== JOB ==
Format the listing below as a JSON list of strings, with one string for each line and blank lines skipped.

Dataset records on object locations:
• • • •

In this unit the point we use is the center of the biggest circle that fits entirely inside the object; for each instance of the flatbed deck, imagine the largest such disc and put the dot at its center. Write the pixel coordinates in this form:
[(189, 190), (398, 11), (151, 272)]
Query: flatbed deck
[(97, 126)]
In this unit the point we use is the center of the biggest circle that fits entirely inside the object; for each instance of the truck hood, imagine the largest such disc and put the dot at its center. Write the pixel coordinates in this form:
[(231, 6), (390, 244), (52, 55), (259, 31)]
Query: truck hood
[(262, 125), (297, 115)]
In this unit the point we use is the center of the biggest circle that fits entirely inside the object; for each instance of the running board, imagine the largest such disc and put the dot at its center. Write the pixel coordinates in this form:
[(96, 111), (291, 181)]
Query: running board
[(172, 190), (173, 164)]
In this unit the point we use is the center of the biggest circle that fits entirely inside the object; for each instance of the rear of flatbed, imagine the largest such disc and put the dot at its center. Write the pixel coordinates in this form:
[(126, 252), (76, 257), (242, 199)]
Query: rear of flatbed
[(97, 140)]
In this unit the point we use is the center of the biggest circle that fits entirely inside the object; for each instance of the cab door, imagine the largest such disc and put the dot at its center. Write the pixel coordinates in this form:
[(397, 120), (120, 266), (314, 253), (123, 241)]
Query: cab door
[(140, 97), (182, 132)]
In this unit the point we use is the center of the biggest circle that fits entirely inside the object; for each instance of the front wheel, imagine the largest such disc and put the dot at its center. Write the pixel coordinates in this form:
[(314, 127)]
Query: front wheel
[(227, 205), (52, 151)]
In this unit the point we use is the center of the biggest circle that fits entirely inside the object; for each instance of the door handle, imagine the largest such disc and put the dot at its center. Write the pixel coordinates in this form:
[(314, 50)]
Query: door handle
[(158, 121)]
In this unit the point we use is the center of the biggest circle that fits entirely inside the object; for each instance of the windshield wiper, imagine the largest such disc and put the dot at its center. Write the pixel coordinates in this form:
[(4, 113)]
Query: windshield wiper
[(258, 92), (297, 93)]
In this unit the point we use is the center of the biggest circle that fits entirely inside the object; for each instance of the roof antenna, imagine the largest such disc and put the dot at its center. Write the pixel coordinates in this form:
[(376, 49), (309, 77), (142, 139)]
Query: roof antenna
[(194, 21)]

• • • •

== EXERCISE OUTPUT ==
[
  "In this unit the point we use is the center of the biggest circle that fits entirely inside the object; for each instance of the flatbed deck, imagine the largest such disc and put the dot at its center. Write the pixel coordinates in this form:",
  "[(189, 190), (398, 11), (151, 272)]",
  "Query: flatbed deck",
  "[(97, 126)]",
  "In this unit the point we use is the center of the biggest circle that fits entirely inside the object; for each instance of the truck hood, imagine the largest such disc and put the dot at its center. Write the pixel coordinates in this form:",
  "[(231, 6), (390, 244), (52, 55), (259, 31)]",
  "Query: truck hood",
  "[(262, 125), (297, 115)]",
  "In this unit the point we use is the center of the biggest circle that fits entirely inside the object; for each instance of the running board, imagine the largest such disc and put the dot at its center. Write the pixel coordinates in this form:",
  "[(96, 111), (291, 181)]",
  "Query: running board",
  "[(172, 190), (173, 164)]",
  "In this unit the point we use is the center of the biggest circle that fits entirely inside the object; for each instance of the rear of flatbed, imagine the largest such disc and put the dot at its center. Write the pixel coordinates in this form:",
  "[(126, 252), (76, 257), (242, 199)]",
  "Query: rear of flatbed",
  "[(97, 140)]",
  "In this unit the point we use is the center of the biggest circle that fits entirely inside the object; for each instance of the cab door, imagine the largest such disc and put the dot at its center. Write the pixel coordinates in this form:",
  "[(397, 120), (120, 266), (314, 253), (123, 241)]",
  "Query: cab door",
  "[(140, 97), (182, 132)]",
  "In this unit the point we use is the center of the biggest circle that fits entirely inside the object; for each instance of the front wheel, imagine the largest such disc and put the dot at its center. Write the pixel coordinates in this form:",
  "[(314, 127)]",
  "Query: front wheel",
  "[(227, 205), (52, 151)]",
  "In this unit the point we use is the center of the biggest circle that fits entirely inside the object; for each instance of the door handle, imagine the largest such disc and put the dot at its center. Write the pixel coordinates in this form:",
  "[(314, 50)]",
  "Query: door handle",
  "[(158, 121)]",
  "In this unit the point we use is the center of the biggest circle that fits entirely inside the object; for each instance of the windshield wiper, imagine the largest such disc and put the dot at its center. Write the pixel coordinates in this form:",
  "[(4, 113)]",
  "Query: windshield wiper",
  "[(258, 92), (297, 93)]",
  "In this unit the point we use is the center of the biggest circle that fits entirely inside the object; for each instance of the roof antenna, imagine the largest such disc and put the dot at its center. Write the pixel coordinates in this form:",
  "[(376, 49), (309, 77), (142, 139)]",
  "Query: roof antenna",
  "[(194, 21)]"
]